For every line below, output the text exactly and leave out images.

·····

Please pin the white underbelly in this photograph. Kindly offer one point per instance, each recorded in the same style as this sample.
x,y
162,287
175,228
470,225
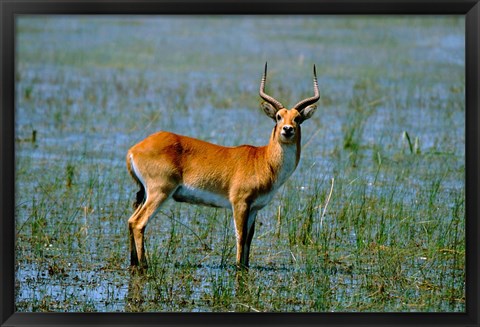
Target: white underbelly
x,y
185,193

·····

#### [Response for this exercise]
Please pin the white underbelly in this photograph. Kindly offer one point per instance, each recorded in the same style as this sample.
x,y
162,287
175,228
470,225
Target: white underbelly
x,y
185,193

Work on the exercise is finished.